+++ Provided records +++
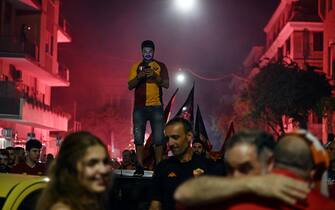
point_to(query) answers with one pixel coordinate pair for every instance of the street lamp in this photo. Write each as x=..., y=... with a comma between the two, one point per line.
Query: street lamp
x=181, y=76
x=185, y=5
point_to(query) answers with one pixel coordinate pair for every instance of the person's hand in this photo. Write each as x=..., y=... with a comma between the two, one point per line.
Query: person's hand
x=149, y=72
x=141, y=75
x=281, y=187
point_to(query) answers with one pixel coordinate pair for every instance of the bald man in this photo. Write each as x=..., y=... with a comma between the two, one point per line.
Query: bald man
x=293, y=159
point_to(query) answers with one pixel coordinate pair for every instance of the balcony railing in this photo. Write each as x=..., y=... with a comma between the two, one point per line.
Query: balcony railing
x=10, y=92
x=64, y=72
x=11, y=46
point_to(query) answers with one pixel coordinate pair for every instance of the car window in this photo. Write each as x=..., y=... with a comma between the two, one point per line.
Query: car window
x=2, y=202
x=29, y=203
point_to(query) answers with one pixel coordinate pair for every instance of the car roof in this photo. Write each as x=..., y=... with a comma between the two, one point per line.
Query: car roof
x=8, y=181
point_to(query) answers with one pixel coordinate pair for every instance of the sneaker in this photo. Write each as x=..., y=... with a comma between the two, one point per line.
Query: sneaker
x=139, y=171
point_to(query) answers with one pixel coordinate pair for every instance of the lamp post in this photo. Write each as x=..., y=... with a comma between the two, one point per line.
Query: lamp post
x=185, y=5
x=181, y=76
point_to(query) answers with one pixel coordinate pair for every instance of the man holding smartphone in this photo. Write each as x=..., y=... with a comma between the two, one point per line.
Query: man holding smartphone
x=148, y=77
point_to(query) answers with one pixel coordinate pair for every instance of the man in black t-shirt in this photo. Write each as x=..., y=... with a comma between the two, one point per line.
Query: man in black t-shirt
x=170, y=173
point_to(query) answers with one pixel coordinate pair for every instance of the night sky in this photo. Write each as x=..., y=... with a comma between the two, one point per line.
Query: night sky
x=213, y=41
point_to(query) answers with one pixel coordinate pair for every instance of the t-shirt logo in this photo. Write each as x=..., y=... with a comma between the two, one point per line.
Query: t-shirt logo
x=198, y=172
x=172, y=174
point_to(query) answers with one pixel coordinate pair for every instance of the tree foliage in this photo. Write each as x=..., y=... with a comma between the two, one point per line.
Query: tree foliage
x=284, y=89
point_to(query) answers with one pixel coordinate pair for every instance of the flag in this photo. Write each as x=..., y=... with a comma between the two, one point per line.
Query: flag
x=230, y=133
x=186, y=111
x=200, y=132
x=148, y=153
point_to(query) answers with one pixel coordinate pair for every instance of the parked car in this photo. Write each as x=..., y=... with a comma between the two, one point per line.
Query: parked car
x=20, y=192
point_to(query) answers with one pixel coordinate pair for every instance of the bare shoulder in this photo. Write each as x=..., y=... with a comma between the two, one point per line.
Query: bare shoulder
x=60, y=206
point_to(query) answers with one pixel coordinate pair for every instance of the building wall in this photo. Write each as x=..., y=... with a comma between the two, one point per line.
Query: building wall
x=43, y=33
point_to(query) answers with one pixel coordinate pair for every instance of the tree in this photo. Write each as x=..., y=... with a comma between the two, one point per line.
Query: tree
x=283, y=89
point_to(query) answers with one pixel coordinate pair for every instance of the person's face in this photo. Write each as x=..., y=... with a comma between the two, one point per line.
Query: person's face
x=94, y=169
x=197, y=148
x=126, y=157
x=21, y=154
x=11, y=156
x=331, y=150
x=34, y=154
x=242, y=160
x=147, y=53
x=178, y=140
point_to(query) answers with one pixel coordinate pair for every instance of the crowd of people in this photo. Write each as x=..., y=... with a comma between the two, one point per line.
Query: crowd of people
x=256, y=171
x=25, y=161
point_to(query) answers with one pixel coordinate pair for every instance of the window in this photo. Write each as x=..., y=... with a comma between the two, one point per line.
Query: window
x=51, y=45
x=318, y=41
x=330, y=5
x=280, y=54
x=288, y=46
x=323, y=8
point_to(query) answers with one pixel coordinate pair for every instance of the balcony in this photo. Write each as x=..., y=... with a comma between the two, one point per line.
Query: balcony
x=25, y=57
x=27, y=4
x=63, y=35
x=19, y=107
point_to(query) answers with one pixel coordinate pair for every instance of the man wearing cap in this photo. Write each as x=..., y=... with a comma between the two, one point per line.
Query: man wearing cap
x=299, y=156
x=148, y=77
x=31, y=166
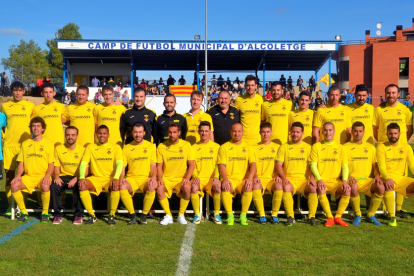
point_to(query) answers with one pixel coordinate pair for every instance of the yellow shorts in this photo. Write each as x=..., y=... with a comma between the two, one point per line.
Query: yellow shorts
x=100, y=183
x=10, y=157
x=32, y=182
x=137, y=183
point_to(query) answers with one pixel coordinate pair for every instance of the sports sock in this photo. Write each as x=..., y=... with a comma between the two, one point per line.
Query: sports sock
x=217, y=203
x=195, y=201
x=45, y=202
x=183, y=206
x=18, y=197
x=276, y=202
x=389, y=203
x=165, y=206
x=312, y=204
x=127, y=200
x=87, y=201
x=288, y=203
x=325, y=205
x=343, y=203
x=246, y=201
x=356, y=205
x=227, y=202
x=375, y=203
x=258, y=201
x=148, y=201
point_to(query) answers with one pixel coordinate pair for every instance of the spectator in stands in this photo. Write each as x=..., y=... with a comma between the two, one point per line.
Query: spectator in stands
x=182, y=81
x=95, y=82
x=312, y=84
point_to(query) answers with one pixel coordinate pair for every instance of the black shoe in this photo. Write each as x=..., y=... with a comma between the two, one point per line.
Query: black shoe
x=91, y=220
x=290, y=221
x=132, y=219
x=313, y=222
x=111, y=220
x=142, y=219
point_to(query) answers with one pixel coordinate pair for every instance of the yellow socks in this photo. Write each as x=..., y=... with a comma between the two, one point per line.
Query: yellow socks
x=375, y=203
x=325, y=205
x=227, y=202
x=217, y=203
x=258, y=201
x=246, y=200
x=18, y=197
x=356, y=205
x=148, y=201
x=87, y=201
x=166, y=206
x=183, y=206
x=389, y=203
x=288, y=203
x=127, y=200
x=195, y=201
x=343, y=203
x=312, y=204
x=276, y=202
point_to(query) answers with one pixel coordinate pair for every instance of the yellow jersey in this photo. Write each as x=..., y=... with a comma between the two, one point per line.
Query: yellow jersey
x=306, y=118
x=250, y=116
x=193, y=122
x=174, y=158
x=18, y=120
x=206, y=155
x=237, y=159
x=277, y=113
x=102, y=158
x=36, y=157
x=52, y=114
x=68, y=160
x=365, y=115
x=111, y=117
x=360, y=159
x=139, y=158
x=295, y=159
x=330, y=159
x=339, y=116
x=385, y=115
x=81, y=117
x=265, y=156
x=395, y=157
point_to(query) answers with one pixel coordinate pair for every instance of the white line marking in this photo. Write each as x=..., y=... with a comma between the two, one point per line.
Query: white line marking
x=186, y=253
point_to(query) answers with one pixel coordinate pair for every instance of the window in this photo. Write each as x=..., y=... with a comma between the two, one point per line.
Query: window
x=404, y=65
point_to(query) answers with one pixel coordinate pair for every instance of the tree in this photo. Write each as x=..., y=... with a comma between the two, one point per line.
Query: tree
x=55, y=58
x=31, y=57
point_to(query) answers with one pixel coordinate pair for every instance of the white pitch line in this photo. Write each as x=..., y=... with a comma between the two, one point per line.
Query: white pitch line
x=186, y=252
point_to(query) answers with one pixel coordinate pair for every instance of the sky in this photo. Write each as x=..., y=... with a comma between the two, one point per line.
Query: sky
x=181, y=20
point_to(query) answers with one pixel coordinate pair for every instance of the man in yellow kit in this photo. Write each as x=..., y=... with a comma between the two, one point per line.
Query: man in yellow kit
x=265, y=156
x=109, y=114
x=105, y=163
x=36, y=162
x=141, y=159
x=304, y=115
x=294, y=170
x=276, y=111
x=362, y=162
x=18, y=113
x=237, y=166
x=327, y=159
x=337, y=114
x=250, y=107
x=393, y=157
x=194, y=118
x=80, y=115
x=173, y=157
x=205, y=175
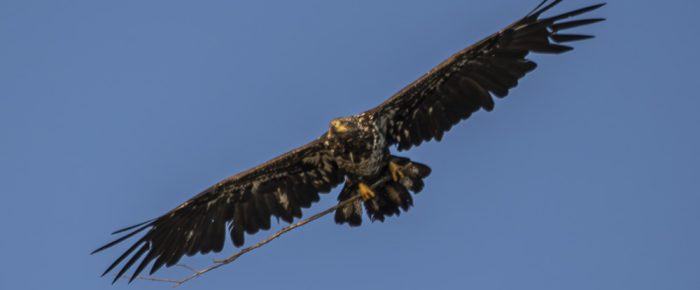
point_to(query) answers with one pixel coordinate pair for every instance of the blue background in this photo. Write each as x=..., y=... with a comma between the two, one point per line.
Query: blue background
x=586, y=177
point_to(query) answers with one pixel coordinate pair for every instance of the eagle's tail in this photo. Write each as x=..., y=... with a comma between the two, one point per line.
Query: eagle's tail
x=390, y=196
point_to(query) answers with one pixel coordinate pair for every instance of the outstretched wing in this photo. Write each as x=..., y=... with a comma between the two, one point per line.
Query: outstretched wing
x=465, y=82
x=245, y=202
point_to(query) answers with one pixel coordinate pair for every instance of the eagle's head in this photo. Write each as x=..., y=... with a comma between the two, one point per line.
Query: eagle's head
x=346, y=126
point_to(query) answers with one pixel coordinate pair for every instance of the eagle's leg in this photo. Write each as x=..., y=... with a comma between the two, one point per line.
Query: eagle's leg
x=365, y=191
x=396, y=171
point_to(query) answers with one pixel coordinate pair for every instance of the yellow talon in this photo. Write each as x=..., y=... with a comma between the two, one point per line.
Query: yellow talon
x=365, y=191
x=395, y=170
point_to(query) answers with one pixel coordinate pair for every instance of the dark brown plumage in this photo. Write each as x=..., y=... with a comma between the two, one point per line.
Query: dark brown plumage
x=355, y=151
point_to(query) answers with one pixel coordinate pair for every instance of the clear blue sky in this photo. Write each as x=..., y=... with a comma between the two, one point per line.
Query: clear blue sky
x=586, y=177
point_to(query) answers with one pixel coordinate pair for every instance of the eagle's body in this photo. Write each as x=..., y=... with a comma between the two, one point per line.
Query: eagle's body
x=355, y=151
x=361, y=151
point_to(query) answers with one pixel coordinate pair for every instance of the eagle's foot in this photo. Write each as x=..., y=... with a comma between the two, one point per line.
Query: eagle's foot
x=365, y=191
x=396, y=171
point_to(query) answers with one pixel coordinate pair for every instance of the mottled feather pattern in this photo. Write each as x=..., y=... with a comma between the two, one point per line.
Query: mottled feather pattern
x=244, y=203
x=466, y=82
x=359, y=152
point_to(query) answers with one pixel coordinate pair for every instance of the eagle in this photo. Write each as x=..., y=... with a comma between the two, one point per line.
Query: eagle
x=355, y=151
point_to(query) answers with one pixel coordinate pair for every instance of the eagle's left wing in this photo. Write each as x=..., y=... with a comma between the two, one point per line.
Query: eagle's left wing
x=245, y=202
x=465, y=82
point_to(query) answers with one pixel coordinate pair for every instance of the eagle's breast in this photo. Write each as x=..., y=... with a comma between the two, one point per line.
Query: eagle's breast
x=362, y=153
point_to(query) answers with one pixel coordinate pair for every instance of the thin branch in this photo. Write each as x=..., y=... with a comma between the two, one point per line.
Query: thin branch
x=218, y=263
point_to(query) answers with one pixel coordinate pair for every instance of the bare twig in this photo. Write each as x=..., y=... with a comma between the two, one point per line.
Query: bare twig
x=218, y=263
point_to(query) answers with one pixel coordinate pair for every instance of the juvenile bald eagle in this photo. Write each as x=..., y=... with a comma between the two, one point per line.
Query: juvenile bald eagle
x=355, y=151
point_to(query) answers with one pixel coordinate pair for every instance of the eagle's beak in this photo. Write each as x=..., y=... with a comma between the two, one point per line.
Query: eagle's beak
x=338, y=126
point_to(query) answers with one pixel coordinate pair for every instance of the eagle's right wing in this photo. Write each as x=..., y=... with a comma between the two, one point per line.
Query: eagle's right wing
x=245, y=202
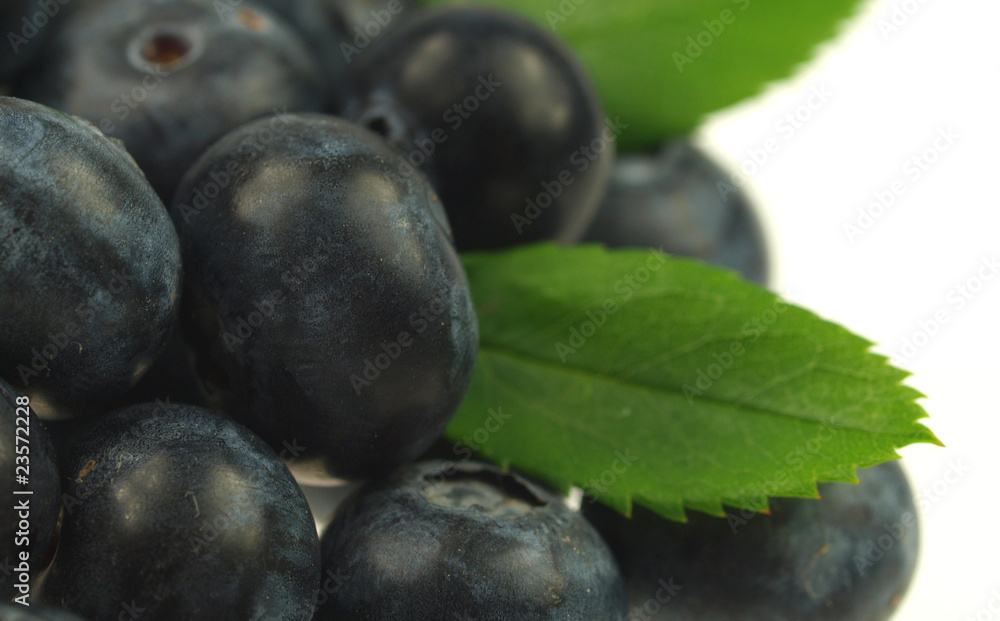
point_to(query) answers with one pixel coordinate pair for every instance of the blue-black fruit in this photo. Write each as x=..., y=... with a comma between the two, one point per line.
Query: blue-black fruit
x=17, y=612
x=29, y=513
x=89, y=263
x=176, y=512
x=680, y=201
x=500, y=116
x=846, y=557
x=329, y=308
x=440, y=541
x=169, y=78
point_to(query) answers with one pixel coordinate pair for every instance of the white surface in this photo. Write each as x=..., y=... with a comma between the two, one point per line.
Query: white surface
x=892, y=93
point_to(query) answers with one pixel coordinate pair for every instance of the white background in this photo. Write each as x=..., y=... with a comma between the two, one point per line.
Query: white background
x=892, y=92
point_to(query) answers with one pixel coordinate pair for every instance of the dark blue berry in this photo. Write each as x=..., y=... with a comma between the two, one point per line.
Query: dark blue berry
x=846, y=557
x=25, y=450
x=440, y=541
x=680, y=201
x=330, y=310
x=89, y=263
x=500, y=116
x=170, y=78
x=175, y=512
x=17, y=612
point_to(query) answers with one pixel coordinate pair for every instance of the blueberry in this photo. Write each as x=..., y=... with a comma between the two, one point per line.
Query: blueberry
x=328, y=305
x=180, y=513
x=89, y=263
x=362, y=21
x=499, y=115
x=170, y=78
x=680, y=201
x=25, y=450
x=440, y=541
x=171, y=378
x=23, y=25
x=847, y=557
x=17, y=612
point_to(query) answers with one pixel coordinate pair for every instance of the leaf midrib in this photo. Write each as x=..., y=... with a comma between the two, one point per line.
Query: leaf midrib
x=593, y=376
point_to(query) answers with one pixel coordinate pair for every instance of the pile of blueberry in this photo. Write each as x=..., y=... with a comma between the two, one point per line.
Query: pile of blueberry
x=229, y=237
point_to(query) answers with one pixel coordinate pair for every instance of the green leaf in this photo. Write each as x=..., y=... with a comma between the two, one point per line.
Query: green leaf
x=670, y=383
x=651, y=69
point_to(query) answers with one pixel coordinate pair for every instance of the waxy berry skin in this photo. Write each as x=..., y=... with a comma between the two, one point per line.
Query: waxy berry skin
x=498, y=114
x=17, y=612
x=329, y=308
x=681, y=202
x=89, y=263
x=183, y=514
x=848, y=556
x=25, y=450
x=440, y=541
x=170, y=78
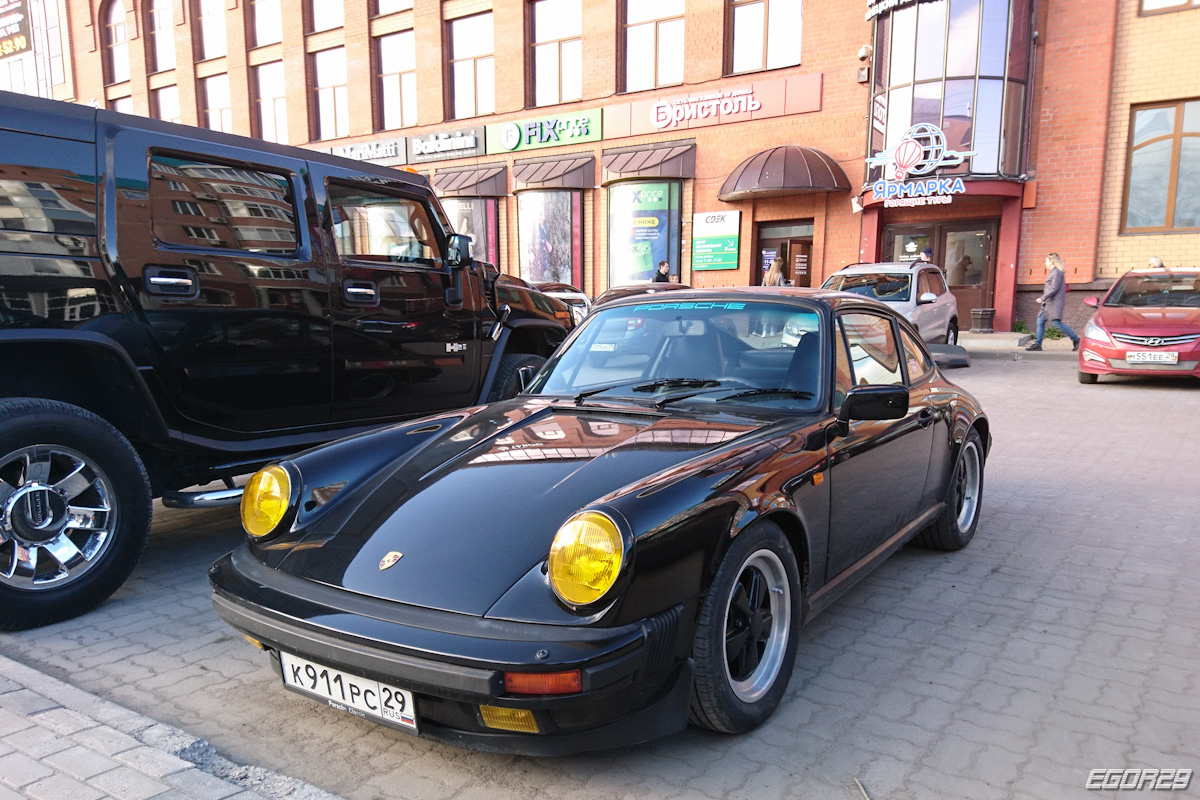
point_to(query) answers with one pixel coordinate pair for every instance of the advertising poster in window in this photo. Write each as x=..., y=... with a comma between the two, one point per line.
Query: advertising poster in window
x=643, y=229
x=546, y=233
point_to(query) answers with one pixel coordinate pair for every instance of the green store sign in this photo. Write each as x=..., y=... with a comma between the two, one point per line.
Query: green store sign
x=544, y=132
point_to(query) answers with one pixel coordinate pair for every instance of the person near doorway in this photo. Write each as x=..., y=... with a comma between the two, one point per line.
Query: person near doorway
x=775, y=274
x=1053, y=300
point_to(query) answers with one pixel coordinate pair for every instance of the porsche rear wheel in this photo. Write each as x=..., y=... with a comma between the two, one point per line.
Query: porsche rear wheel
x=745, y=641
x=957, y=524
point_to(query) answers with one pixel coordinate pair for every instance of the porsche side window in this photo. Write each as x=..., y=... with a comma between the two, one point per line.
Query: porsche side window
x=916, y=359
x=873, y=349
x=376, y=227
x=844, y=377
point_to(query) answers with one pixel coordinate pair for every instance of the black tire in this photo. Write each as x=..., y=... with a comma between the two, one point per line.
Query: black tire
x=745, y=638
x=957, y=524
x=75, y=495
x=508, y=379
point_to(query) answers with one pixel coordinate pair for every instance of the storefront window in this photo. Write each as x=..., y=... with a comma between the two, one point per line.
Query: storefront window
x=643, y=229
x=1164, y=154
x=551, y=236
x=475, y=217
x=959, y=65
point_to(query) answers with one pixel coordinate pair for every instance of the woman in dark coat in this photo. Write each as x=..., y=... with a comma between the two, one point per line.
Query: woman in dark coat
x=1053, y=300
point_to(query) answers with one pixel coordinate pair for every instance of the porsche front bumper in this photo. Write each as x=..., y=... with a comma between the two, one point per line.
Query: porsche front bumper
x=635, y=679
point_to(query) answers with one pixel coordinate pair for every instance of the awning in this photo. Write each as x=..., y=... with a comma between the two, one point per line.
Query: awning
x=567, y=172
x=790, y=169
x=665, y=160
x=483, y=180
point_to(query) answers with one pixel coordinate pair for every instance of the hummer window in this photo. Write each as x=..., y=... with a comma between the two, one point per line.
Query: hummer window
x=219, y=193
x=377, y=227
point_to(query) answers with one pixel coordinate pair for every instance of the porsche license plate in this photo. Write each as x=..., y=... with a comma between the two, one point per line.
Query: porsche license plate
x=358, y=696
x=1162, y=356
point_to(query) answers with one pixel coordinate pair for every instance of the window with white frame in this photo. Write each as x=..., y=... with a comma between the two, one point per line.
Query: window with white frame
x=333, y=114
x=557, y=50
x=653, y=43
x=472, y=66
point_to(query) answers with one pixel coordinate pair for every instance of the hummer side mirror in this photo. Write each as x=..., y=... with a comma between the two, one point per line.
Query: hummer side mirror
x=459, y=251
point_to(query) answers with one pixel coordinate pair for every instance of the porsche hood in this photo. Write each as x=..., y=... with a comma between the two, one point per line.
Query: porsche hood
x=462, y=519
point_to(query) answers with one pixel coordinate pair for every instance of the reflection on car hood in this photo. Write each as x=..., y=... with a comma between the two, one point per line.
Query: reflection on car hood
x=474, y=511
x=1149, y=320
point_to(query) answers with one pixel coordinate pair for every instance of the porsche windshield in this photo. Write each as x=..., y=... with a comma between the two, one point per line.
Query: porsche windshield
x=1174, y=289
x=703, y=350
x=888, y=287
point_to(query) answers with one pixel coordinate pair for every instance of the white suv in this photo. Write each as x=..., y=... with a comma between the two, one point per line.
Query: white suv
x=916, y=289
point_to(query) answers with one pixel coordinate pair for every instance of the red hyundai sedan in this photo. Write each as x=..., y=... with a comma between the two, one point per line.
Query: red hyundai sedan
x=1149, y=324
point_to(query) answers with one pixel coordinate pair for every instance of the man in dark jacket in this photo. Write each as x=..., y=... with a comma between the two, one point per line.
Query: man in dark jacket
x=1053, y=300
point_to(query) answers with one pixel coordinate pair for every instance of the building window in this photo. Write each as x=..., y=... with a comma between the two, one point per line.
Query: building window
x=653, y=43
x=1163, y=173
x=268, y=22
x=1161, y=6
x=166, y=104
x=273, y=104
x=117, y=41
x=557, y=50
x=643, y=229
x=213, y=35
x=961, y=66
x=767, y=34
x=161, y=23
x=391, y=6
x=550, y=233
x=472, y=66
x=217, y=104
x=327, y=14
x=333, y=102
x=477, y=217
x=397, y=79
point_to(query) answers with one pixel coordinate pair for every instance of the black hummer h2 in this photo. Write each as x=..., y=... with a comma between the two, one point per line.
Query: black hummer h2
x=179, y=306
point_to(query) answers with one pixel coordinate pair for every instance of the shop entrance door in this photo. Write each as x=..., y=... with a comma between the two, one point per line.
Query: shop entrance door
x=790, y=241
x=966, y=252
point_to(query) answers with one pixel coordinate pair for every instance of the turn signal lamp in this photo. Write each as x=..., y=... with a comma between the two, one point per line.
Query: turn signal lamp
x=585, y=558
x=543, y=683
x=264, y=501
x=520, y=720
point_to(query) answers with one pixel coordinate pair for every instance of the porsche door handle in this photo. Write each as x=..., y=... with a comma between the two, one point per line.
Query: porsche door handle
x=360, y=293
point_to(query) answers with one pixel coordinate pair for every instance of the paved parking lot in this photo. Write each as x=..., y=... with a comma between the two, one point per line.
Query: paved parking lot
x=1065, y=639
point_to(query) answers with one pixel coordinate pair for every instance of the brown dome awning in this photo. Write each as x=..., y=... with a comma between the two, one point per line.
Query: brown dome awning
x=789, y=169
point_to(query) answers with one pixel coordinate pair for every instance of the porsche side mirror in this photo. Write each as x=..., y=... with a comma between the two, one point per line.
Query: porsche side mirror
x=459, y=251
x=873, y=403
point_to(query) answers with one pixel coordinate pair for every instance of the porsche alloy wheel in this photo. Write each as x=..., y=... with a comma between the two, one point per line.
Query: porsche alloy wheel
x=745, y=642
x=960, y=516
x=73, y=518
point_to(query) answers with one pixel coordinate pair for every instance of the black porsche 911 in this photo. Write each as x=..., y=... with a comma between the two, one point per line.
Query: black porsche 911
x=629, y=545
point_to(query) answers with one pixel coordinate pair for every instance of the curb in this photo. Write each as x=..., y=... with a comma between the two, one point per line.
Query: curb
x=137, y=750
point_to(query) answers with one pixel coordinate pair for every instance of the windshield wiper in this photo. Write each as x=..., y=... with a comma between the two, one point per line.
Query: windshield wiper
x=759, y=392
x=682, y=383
+++
Given exercise: Update the records from the very first line through the line with "x=293, y=159", changing "pixel coordinate pair" to "pixel position" and keeping everything else the same. Give back only those lines, without the pictures.

Reply:
point_to(query) answers with one pixel position for every instance of the street lamp in this photo. Write each as x=..., y=... with a comma between the two, one point per line.
Query: street lamp
x=181, y=76
x=185, y=5
point_to(query) answers with one pixel position for every instance of the person's hand in this photo. Write each as x=..., y=... with a comma between the two, one point per line.
Query: person's hand
x=149, y=72
x=141, y=75
x=281, y=187
point_to(query) answers with one pixel position for every instance of the bald man in this photo. Write each as x=..., y=... with a comma between the two, one point per line.
Query: bald man
x=293, y=159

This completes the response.